- _WORK TO BE COMPLETED_
Take the records below and retype them line by line, from the first line through the one containing "minaret tower, I would be grateful."; stop there.

- _EXCERPTED DATA_
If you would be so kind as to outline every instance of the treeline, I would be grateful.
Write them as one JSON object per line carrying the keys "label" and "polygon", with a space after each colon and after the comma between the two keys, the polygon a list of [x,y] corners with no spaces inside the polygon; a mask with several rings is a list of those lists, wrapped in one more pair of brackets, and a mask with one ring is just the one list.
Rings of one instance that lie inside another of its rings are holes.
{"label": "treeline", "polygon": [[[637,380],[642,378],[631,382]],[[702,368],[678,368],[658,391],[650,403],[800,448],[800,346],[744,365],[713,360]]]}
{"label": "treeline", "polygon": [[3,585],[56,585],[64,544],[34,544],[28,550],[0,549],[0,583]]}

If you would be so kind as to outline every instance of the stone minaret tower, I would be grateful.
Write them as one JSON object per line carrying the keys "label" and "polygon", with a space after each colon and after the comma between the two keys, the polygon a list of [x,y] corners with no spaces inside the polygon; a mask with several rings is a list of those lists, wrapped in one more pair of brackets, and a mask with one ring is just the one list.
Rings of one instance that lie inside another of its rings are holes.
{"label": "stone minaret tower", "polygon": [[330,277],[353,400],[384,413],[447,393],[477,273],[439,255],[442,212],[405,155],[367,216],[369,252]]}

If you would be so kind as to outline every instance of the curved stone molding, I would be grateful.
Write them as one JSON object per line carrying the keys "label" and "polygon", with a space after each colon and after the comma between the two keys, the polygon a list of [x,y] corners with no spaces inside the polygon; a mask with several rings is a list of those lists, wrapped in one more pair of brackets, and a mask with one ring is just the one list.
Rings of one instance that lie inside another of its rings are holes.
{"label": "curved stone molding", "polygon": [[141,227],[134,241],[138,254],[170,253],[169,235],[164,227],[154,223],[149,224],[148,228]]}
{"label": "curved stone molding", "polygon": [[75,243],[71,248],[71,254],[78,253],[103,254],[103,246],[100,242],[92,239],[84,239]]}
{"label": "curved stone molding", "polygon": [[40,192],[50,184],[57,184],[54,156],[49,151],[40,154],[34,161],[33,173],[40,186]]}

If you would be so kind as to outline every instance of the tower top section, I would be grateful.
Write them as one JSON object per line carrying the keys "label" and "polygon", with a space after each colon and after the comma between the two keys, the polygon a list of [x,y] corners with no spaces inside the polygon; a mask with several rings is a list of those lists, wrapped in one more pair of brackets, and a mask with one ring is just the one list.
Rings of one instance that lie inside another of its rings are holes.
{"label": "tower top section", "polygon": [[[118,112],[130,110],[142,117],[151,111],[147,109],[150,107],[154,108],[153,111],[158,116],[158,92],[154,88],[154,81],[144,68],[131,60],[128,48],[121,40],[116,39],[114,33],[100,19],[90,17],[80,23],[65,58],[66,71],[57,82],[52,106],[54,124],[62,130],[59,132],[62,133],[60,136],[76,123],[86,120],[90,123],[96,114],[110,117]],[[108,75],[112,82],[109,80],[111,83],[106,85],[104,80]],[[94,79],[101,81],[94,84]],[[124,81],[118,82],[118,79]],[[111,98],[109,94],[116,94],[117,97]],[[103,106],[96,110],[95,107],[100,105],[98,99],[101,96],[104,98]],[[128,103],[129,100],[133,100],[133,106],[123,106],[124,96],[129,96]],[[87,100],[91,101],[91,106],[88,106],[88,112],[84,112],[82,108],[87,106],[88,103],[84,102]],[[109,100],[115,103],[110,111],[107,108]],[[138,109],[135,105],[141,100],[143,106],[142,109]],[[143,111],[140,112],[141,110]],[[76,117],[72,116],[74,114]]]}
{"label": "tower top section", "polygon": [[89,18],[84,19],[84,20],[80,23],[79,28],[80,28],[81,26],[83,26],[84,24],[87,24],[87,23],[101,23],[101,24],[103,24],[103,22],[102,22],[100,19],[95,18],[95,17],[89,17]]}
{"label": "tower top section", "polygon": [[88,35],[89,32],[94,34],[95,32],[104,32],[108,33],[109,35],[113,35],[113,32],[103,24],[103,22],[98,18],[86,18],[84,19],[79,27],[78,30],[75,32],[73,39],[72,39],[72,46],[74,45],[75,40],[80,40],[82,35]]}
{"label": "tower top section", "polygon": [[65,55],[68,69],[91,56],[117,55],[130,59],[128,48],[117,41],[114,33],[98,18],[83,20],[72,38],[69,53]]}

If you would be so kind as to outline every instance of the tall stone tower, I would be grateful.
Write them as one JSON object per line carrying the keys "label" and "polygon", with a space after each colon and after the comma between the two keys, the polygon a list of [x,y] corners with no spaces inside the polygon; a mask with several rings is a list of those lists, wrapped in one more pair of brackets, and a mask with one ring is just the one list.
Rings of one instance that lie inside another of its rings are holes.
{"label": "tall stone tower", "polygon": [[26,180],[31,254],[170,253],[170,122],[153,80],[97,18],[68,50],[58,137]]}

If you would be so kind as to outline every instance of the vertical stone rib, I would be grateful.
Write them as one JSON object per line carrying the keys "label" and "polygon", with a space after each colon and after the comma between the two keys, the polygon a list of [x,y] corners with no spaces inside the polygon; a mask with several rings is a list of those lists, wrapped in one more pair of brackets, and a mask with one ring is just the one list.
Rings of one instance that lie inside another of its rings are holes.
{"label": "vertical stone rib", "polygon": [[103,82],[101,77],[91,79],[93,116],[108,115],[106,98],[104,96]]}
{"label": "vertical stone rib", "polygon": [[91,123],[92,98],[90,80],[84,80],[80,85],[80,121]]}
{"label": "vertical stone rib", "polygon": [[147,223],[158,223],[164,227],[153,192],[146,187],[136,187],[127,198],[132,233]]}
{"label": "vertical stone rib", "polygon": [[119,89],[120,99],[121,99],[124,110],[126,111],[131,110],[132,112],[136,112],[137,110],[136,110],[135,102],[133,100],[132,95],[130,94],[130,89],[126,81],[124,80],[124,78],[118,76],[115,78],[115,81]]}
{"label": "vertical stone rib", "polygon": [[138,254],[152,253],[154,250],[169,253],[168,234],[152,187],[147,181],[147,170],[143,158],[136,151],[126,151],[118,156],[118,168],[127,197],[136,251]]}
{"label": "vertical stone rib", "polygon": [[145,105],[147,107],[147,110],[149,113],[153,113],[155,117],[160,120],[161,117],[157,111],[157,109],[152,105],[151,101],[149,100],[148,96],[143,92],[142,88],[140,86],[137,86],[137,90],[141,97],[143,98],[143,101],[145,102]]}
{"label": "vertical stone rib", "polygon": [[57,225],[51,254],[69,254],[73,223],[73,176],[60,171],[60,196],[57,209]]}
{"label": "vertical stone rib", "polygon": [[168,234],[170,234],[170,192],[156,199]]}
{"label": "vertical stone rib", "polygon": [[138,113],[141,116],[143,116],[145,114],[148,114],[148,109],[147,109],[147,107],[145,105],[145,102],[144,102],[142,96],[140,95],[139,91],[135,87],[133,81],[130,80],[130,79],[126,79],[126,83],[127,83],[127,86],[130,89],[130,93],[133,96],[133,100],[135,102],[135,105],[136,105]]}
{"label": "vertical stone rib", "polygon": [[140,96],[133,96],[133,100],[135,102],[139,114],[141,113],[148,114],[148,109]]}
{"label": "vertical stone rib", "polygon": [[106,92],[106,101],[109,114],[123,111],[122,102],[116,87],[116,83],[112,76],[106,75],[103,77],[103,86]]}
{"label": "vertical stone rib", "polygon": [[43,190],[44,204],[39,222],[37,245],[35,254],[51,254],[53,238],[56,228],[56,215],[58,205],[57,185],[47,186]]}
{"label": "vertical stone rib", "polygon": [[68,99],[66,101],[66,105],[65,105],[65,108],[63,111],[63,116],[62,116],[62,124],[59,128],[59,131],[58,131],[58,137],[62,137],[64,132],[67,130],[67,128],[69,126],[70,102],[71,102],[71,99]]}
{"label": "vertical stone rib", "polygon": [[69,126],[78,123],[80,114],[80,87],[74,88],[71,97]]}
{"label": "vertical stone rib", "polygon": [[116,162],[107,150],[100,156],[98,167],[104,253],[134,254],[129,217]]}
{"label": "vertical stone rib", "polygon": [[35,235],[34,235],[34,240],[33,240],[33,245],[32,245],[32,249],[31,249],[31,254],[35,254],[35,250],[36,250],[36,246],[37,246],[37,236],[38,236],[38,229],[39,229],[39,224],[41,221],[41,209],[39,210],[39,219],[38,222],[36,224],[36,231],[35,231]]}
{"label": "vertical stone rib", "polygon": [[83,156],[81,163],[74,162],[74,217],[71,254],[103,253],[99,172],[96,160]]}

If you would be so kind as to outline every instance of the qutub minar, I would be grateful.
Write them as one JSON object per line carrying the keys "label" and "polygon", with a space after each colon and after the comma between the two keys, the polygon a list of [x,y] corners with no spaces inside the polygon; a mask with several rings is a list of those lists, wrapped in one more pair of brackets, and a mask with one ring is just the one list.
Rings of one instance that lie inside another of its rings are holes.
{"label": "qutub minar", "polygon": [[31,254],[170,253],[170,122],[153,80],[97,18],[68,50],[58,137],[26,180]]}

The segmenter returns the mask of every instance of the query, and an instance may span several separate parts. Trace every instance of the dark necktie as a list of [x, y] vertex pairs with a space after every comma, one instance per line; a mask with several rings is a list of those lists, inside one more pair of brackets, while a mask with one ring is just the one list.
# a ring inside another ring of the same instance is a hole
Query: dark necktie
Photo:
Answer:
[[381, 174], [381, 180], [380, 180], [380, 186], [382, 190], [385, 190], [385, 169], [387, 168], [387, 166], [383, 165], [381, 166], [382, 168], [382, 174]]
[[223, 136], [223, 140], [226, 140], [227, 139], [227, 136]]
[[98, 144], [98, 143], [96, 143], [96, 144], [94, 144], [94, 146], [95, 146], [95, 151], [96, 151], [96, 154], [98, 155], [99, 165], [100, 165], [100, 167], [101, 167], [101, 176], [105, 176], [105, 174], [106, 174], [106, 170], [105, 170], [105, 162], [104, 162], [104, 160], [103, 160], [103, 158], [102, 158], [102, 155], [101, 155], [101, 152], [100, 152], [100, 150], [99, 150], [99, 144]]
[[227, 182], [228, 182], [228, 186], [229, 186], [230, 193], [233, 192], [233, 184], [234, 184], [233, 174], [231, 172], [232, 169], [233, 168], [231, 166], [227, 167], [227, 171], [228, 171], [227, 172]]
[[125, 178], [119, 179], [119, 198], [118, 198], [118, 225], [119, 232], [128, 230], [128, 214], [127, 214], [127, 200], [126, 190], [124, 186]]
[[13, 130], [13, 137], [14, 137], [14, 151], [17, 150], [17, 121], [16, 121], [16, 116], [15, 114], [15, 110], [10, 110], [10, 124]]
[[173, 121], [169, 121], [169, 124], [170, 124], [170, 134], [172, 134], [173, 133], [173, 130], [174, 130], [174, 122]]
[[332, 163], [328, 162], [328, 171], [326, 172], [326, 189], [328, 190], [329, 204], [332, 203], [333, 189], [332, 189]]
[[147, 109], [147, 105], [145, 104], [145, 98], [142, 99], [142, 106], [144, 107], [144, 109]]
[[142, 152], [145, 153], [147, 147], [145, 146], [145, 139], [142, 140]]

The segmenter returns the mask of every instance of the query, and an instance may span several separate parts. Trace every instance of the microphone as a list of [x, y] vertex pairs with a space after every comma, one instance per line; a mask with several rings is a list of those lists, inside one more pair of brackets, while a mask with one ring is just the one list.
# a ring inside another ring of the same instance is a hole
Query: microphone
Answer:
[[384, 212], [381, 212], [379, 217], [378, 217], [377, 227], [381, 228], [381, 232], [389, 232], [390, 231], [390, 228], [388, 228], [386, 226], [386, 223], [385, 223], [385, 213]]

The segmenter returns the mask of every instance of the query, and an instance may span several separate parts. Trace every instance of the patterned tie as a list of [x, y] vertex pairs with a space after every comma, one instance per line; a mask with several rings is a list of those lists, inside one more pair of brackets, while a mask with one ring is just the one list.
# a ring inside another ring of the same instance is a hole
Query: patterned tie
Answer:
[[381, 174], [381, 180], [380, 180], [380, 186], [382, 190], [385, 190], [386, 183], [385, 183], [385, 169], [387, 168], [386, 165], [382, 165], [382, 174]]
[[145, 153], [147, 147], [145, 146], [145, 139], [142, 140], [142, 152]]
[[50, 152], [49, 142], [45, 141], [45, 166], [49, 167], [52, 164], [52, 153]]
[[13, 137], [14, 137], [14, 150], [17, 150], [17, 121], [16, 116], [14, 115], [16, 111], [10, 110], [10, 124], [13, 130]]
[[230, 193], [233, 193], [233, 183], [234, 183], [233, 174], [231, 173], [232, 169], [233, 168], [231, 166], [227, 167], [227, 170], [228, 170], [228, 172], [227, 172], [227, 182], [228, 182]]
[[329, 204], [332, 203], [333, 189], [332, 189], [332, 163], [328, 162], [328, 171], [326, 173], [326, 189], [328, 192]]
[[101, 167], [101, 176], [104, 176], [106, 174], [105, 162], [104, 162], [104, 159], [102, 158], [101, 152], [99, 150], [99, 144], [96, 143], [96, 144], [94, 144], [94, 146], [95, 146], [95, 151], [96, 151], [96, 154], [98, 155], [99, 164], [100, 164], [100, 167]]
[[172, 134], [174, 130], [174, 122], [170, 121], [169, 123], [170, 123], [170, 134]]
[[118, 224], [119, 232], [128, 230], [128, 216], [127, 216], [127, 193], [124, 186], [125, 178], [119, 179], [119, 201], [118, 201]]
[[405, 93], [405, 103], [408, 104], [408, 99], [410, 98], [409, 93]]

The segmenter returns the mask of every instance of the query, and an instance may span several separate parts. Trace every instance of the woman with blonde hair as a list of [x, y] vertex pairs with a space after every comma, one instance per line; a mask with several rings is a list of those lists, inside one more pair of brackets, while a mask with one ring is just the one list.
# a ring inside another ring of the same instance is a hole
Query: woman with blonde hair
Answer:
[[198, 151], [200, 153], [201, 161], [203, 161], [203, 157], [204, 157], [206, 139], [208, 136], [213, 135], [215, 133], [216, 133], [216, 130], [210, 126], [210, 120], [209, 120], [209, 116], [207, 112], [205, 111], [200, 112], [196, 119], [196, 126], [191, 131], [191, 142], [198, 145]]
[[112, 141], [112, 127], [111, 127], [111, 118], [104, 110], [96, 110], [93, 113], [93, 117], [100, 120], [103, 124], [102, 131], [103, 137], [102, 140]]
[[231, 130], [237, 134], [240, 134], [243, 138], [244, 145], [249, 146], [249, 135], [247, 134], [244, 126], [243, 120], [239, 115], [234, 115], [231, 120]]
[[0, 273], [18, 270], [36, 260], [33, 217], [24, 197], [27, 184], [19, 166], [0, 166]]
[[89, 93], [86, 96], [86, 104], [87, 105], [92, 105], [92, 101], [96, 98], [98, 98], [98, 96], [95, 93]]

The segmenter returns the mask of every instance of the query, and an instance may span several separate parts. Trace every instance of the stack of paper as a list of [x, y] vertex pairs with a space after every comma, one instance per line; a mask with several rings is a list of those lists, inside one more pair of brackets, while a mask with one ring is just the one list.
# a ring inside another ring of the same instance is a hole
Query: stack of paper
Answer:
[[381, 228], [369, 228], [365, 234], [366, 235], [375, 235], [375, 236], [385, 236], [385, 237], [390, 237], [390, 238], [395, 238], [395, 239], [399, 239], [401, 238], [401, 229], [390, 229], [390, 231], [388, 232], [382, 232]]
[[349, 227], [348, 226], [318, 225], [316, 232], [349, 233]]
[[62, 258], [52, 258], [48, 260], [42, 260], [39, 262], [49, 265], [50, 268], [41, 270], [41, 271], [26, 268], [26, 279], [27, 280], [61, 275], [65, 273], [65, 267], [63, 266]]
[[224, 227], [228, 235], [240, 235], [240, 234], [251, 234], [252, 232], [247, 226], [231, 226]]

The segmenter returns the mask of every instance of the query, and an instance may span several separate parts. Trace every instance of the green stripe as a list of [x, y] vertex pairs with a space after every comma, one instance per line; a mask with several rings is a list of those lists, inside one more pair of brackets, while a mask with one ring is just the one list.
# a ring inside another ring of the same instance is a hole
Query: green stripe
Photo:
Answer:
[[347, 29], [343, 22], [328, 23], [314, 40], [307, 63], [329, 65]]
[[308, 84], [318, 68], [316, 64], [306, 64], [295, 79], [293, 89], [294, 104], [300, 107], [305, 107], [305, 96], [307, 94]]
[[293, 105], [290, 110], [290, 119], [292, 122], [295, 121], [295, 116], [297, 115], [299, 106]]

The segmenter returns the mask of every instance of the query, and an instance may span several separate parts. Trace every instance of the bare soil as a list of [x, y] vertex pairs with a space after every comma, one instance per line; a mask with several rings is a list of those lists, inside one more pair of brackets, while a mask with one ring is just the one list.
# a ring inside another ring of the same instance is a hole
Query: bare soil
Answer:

- _ANSWER AREA_
If you would be so kind as to outline every instance of the treeline, I would be grateful.
Write them as one JSON object per line carrying the keys "label" and "polygon", with a space after each colon and after the comma between the two keys, the polygon a list of [x,y] corners with no spaces inside the polygon; a mask with several rings is a list of those lists, wrapped in one more pair of brackets, and a mask with one ring is just the one list.
Rings of one instance that lie inside another of its rings are holes.
{"label": "treeline", "polygon": [[[637,380],[642,378],[631,382]],[[702,368],[678,368],[658,391],[650,403],[800,448],[800,346],[744,365],[713,360]]]}
{"label": "treeline", "polygon": [[3,585],[56,585],[64,544],[34,544],[28,550],[0,549],[0,583]]}

If you would be so kind as to outline every instance of the stone minaret tower, I would be grateful.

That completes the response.